» Work task
Repeat each entry word for word.

» Given data

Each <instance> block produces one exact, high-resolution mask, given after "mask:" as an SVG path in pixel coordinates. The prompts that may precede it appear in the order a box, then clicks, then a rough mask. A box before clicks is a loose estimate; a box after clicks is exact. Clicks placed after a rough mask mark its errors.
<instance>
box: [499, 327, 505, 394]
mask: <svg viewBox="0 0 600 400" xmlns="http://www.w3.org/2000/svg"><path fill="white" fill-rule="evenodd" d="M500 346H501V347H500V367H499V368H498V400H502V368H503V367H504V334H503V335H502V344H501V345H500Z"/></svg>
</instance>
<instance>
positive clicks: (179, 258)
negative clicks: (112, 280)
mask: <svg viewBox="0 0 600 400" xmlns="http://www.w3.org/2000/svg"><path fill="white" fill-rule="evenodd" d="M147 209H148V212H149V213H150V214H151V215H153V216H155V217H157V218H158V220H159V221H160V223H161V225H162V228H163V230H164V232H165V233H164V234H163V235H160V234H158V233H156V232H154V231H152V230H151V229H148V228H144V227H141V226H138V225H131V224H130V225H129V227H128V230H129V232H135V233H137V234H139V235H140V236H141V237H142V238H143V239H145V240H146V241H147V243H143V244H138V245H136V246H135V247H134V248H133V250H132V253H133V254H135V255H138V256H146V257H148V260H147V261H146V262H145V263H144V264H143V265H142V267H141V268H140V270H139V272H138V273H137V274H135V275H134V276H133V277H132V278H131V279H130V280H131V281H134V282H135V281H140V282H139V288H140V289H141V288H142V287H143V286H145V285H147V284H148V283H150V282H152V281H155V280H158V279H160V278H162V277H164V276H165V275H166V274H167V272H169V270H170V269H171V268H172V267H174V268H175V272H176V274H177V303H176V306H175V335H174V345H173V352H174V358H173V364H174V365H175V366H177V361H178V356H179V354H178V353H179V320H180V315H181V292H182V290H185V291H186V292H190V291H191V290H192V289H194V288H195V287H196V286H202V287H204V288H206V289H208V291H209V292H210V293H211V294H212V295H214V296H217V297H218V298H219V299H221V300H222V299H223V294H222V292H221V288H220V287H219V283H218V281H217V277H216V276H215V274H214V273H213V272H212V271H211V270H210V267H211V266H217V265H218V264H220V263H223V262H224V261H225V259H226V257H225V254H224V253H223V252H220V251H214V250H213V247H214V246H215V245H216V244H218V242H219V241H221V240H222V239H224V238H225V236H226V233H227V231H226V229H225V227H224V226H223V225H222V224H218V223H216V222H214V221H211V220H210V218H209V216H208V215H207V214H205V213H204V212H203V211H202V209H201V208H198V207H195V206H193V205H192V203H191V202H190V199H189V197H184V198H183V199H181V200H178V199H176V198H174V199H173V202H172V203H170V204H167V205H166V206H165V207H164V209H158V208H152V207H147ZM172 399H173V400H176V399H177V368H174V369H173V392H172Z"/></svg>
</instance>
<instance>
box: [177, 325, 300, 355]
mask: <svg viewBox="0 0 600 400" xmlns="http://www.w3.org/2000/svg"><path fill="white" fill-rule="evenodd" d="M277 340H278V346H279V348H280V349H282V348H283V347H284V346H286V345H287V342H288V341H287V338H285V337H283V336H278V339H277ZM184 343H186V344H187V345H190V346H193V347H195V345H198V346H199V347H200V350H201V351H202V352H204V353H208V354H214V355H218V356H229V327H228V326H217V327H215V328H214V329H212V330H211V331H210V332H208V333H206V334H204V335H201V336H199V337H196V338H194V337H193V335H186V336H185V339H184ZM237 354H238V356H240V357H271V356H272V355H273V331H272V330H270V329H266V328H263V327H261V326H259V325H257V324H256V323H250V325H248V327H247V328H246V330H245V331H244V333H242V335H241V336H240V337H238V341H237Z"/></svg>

» Task solution
Each <instance> block produces one exact, high-resolution mask, given after "mask:" as an SVG path in pixel coordinates. The prompts that may precede it appear in the order a box, then clicks, then a rough mask. A box before clicks is a loose estimate; a box after clicks is exact. Clicks placed after a rough mask mark its errors.
<instance>
box: [499, 327, 505, 394]
mask: <svg viewBox="0 0 600 400" xmlns="http://www.w3.org/2000/svg"><path fill="white" fill-rule="evenodd" d="M500 346H501V347H500V367H499V368H498V400H502V368H503V367H504V334H503V335H502V344H501V345H500Z"/></svg>
</instance>
<instance>
positive clicks: (179, 258)
negative clicks: (112, 280)
mask: <svg viewBox="0 0 600 400" xmlns="http://www.w3.org/2000/svg"><path fill="white" fill-rule="evenodd" d="M147 209H148V212H149V213H150V214H151V215H153V216H155V217H157V218H158V220H159V221H160V223H161V225H162V228H163V230H164V232H165V233H164V234H163V235H160V234H158V233H156V232H154V231H152V230H151V229H148V228H144V227H141V226H138V225H131V224H130V225H129V227H128V230H129V232H135V233H137V234H139V235H140V236H141V237H142V238H143V239H145V240H146V241H147V243H143V244H138V245H136V246H135V247H134V248H133V250H132V253H133V254H135V255H138V256H146V257H148V260H147V261H146V262H145V263H144V264H143V265H142V267H141V268H140V270H139V272H138V273H137V274H135V275H134V276H133V277H132V278H131V279H130V280H131V281H134V282H135V281H140V282H139V288H140V289H141V288H142V287H143V286H145V285H147V284H148V283H150V282H152V281H155V280H158V279H160V278H162V277H164V276H165V275H166V274H167V272H169V270H170V269H171V268H172V267H174V268H175V272H176V274H177V303H176V306H175V335H174V345H173V352H174V358H173V364H174V365H175V366H177V361H178V356H179V354H178V353H179V320H180V315H181V292H182V290H185V291H186V292H190V291H191V290H192V289H194V288H195V287H196V286H202V287H204V288H206V289H208V291H209V292H210V293H211V294H212V295H214V296H217V297H218V298H219V299H221V300H222V299H223V294H222V292H221V288H220V287H219V283H218V281H217V277H216V276H215V274H214V273H213V272H212V271H211V270H210V267H211V266H217V265H218V264H220V263H223V262H224V261H225V259H226V257H225V254H224V253H223V252H220V251H214V250H213V247H214V246H215V245H216V244H218V242H219V241H221V240H222V239H224V238H225V236H226V233H227V231H226V229H225V227H224V226H223V225H222V224H218V223H216V222H214V221H211V220H210V218H209V216H208V215H207V214H205V213H204V212H203V211H202V209H201V208H198V207H195V206H193V205H192V203H191V202H190V199H189V197H184V198H183V199H181V200H178V199H176V198H174V199H173V202H172V203H170V204H167V205H166V206H165V207H164V209H158V208H152V207H147ZM172 399H173V400H176V399H177V368H174V369H173V392H172Z"/></svg>
</instance>
<instance>
box: [177, 325, 300, 355]
mask: <svg viewBox="0 0 600 400" xmlns="http://www.w3.org/2000/svg"><path fill="white" fill-rule="evenodd" d="M277 340H278V346H279V348H280V349H282V348H283V347H284V346H286V345H287V342H288V341H287V338H285V337H283V336H278V339H277ZM184 343H186V344H187V345H190V346H193V347H195V345H198V346H199V347H200V350H201V351H202V352H204V353H208V354H214V355H218V356H229V327H228V326H217V327H215V328H214V329H212V330H211V331H210V332H208V333H206V334H204V335H201V336H199V337H196V338H194V337H193V335H186V336H185V339H184ZM237 354H238V356H240V357H271V356H272V355H273V331H272V330H270V329H266V328H263V327H261V326H259V325H257V324H256V323H250V325H248V327H247V328H246V330H245V331H244V333H242V335H241V336H240V337H238V341H237Z"/></svg>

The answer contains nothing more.